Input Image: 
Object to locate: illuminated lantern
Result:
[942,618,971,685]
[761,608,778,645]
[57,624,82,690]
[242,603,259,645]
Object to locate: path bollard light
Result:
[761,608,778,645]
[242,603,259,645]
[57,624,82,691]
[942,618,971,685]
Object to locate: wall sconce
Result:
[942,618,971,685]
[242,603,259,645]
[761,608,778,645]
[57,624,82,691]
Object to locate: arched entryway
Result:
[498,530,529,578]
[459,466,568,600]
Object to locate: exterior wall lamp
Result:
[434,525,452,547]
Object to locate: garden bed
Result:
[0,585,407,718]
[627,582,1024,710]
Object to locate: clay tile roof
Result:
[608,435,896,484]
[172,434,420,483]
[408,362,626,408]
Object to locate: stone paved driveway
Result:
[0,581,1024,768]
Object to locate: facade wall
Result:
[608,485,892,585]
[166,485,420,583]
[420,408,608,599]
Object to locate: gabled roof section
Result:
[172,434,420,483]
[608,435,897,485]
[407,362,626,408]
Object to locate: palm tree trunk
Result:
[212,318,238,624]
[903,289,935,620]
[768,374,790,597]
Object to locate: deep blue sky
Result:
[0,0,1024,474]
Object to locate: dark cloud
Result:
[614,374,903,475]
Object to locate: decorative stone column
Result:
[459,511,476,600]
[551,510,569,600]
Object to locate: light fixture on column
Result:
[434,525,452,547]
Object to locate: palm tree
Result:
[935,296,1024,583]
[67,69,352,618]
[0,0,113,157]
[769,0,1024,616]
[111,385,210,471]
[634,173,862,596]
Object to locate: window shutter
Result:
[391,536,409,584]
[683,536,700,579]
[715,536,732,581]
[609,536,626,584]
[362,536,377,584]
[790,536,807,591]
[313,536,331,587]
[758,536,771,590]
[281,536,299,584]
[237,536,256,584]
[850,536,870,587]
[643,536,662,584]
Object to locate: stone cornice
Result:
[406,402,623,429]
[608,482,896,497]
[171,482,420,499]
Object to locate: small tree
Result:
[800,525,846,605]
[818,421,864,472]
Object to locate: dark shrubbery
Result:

Exercise requirements. Convert every line of the listing above into a JSON list of strings, one string per line, leaving out any blank lines.

The result.
[
  "Input Image: ",
  "Object to locate: illuminated lantern",
  "Result:",
  "[942,618,971,685]",
  "[761,608,778,645]",
  "[57,624,82,690]",
  "[242,603,259,645]",
  "Object to locate: path bollard light",
  "Result:",
  "[761,608,778,645]",
  "[242,603,259,645]",
  "[57,624,82,691]",
  "[942,618,971,685]",
  "Object to locate: wall sconce",
  "Result:",
  "[942,618,971,685]",
  "[242,603,259,645]",
  "[761,608,778,645]",
  "[57,624,82,691]",
  "Object to locate: arched entryway",
  "Result:",
  "[498,530,529,578]",
  "[459,466,568,600]",
  "Object to locate: exterior wall lamp",
  "Result:",
  "[434,525,452,547]",
  "Object to locate: garden bed",
  "Result:",
  "[0,585,407,718]",
  "[627,582,1024,710]",
  "Object to locate: clay tile roof",
  "Result:",
  "[608,435,896,484]",
  "[172,434,420,483]",
  "[408,362,626,408]",
  "Object to locate: stone paved driveway",
  "Result:",
  "[0,581,1024,768]",
  "Object to locate: facade wall",
  "Result:",
  "[608,485,892,585]",
  "[166,485,420,583]",
  "[420,408,608,599]",
  "Object to locate: gabled roof section",
  "Result:",
  "[172,434,420,483]",
  "[608,435,897,485]",
  "[407,362,626,408]",
  "Object to locate: palm tree trunk",
  "Result:",
  "[212,318,238,624]",
  "[903,289,935,620]",
  "[768,374,790,597]",
  "Object to locate: deep blue sky",
  "Result:",
  "[0,0,1024,474]",
  "Object to locate: dark cloud",
  "Result:",
  "[614,374,903,475]",
  "Object to locate: decorative stone column",
  "Result:",
  "[459,511,476,600]",
  "[551,510,569,600]",
  "Object to locate: light fixture on column",
  "Result:",
  "[434,525,452,547]",
  "Object to locate: palm tree",
  "Result:",
  "[935,296,1024,583]",
  "[67,69,352,618]",
  "[0,0,113,157]",
  "[769,0,1024,616]",
  "[111,385,210,471]",
  "[634,173,862,596]",
  "Object to locate: window shutter",
  "Result:",
  "[391,536,409,584]",
  "[683,536,700,579]",
  "[715,536,732,581]",
  "[609,536,626,584]",
  "[362,536,377,584]",
  "[790,536,807,591]",
  "[313,536,331,587]",
  "[758,536,771,590]",
  "[281,536,299,584]",
  "[237,536,256,584]",
  "[850,536,870,587]",
  "[643,536,662,584]",
  "Object to locate: stone cornice",
  "Result:",
  "[406,402,623,429]",
  "[608,482,896,497]",
  "[171,482,420,499]",
  "Object to locate: small tree",
  "Result:",
  "[800,525,846,605]",
  "[818,421,864,472]",
  "Object to locate: dark shrubbery",
  "Result:"
]